What is required:
Identify each line in the entries below that contains the word "down", and copy those lines. Matching is case-sensitive.

***** Supplied data

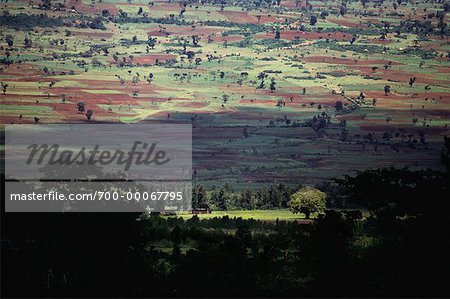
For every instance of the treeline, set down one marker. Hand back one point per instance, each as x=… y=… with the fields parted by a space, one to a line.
x=222 y=198
x=29 y=21
x=24 y=21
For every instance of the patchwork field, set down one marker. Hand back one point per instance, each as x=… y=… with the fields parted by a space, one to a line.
x=271 y=93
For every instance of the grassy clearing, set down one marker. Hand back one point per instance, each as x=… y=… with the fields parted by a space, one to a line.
x=265 y=215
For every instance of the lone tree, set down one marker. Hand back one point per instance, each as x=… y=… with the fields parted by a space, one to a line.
x=4 y=87
x=445 y=154
x=307 y=200
x=80 y=107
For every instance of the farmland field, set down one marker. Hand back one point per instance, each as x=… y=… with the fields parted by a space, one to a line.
x=272 y=95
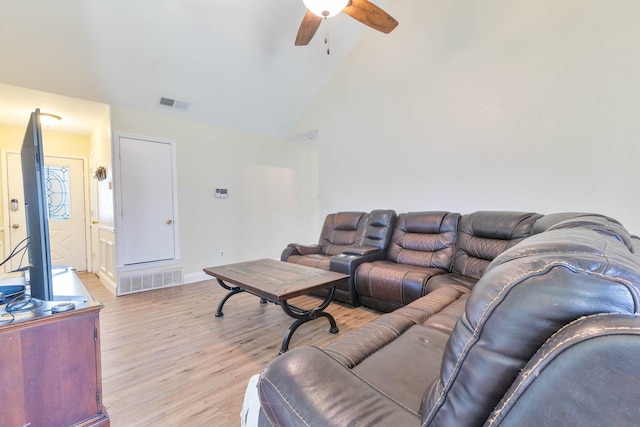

**********

Exercise answer:
For every instance of the treeline, set down one marker. Hand back one point per instance, each as x=… y=… with the fields parted by a space, one to a line.
For every instance of the patchwork field, set down one marker. Hand back one point per instance, each as x=… y=… with the fields parted by a space, one to a line.
For every instance of the grassy clearing, set down one marker. Hand back one point per instance, each as x=… y=… with the fields parted by a space, one to a line.
For every instance of the lone tree, set down one marker. Hand back one point per instance, each as x=… y=… with the fields parted by a space, one to a line.
For every instance of the farmland field, set down one marker. Hand back one point per instance, each as x=… y=… with the fields parted by a space, one to a line.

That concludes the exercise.